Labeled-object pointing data
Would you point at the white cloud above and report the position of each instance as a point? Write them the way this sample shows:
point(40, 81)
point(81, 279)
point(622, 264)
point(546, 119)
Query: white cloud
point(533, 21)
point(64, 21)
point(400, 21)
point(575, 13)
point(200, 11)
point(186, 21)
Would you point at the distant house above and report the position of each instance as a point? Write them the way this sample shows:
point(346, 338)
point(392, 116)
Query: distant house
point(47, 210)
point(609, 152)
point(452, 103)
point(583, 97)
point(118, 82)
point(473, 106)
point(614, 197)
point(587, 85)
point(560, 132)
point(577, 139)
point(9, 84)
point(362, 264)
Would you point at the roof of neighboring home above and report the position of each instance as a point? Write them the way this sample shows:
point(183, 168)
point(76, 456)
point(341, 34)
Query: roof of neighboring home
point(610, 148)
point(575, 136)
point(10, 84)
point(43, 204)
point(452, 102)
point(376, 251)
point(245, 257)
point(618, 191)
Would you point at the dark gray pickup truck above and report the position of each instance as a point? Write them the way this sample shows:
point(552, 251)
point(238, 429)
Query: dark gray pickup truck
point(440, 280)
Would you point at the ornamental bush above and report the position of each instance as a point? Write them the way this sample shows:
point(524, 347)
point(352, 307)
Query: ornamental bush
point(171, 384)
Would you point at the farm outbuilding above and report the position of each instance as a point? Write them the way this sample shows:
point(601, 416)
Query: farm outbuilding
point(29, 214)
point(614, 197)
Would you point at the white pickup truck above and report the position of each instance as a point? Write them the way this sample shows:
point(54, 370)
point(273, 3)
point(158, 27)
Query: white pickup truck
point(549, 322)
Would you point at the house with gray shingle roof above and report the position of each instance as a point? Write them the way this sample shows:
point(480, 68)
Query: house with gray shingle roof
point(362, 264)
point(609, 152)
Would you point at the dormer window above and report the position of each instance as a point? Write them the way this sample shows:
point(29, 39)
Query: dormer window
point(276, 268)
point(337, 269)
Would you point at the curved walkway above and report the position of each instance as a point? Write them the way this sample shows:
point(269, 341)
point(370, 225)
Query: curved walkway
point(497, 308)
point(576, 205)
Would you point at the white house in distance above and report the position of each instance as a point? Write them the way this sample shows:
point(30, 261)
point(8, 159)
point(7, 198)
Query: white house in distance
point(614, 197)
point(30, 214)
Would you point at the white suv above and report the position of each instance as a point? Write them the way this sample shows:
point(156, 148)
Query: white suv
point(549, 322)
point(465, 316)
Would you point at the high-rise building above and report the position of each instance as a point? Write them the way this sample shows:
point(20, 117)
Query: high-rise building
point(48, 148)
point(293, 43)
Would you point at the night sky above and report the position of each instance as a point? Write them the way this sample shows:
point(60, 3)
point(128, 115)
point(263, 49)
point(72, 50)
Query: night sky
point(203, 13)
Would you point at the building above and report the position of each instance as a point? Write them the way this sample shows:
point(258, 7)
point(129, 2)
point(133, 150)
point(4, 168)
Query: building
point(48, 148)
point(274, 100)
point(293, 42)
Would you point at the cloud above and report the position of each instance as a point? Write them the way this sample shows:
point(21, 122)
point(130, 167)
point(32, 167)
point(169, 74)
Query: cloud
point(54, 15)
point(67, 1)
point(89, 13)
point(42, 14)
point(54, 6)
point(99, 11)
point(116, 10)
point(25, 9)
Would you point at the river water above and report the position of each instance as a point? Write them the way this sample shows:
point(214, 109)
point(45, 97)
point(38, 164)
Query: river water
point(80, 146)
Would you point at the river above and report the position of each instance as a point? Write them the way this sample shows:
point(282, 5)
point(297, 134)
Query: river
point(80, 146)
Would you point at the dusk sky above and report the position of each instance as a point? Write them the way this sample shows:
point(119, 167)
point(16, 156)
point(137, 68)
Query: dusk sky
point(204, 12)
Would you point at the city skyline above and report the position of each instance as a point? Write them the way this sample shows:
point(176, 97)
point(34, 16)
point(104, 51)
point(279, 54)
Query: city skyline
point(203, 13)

= BRIEF =
Copy out every line of the data above without changing anything.

= COMPLETED TASK =
Would you point at the white cloud above and report the position of each instance as a point? Write them the way this sample shows:
point(40, 81)
point(81, 279)
point(622, 264)
point(546, 119)
Query: white cloud
point(533, 21)
point(64, 21)
point(400, 21)
point(575, 13)
point(200, 11)
point(186, 21)
Would you point at the distant house above and report the position of each instance as a point? Write them the way this sample shows:
point(346, 338)
point(392, 116)
Query: distant house
point(47, 210)
point(609, 152)
point(452, 103)
point(583, 97)
point(118, 82)
point(473, 106)
point(614, 197)
point(587, 85)
point(560, 132)
point(577, 139)
point(9, 84)
point(362, 264)
Would you point at the roof of neighboring home above and report the position of each instance as a point? Write them the way this sample shows:
point(183, 168)
point(76, 456)
point(341, 34)
Query: roof of neighboring home
point(610, 148)
point(575, 136)
point(10, 84)
point(43, 204)
point(452, 102)
point(376, 251)
point(245, 257)
point(618, 191)
Would you point at the dark gray pickup truck above and report the position of each instance as a point? Write them the way this sample shows:
point(552, 251)
point(238, 429)
Query: dark gray pickup truck
point(440, 280)
Would you point at the ornamental bush above and report the position of each instance as a point? Write them the way this sample shows:
point(524, 347)
point(352, 307)
Query: ornamental bush
point(171, 384)
Would you point at the farm outbuilding above and report the position of each instance as a point? Write them the way this sample shows:
point(601, 416)
Query: farm outbuilding
point(29, 214)
point(614, 197)
Would you point at the white pickup truck above and report the position of each instance as a point? Write them the way this sample shows:
point(54, 370)
point(273, 3)
point(158, 27)
Query: white pickup truck
point(549, 322)
Would you point at the house with gray shingle roof above and report the position of each instance as a point? Write them the way this sample shows:
point(480, 68)
Query: house with gray shingle roof
point(362, 264)
point(609, 152)
Would you point at the dormer window above and report the position of each instance as a point? Write them the way this sample shows:
point(29, 39)
Query: dormer window
point(276, 268)
point(337, 269)
Would you point at the curved walkway above and report the position of each instance as a point? Write them the way this sample shows:
point(269, 341)
point(370, 225)
Query: curved walkway
point(497, 308)
point(576, 205)
Would you point at the white house in distance above and report the position of each instance as a point? Write them the way this sample shows:
point(30, 261)
point(8, 159)
point(7, 198)
Query: white house in distance
point(614, 197)
point(30, 214)
Would you point at the white suv above and report the position of each instance as a point? Write them the way this sample shows:
point(156, 148)
Query: white suv
point(549, 322)
point(465, 316)
Would you point at the high-rise building above and report the position of each instance as a point? Write them the way this sample shows:
point(20, 117)
Query: high-rise building
point(48, 148)
point(293, 43)
Would you point at the night sky above and report the position of each instance as a point? Write them the way this sample shows:
point(60, 3)
point(128, 115)
point(263, 49)
point(72, 50)
Query: night sky
point(203, 13)
Would you point at the building above and report the position of each instance as a point? Write them the way this sample shows:
point(258, 7)
point(129, 2)
point(133, 150)
point(4, 168)
Query: building
point(48, 148)
point(274, 100)
point(293, 42)
Would you point at the cloud above and report the position of each instance as a point? Write them the way this sample shows:
point(21, 122)
point(130, 167)
point(32, 167)
point(169, 74)
Query: cloud
point(54, 15)
point(67, 1)
point(89, 13)
point(42, 14)
point(54, 6)
point(99, 11)
point(116, 10)
point(25, 9)
Would you point at the river water above and report the position of each instance as a point? Write them the way this sample shows:
point(214, 109)
point(45, 97)
point(38, 164)
Query: river water
point(80, 146)
Would you point at the river above and report the position of each instance as a point? Write them the way this sample shows:
point(282, 5)
point(297, 134)
Query: river
point(80, 146)
Would you point at the dusk sky above and report the position of each instance as a point? Write them the way this sample shows:
point(119, 167)
point(16, 156)
point(137, 68)
Query: dusk sky
point(204, 12)
Would you point at the city skyline above and report the position of each instance as a point? Write them the way this sample shows:
point(176, 97)
point(34, 16)
point(104, 51)
point(279, 54)
Query: city skyline
point(203, 13)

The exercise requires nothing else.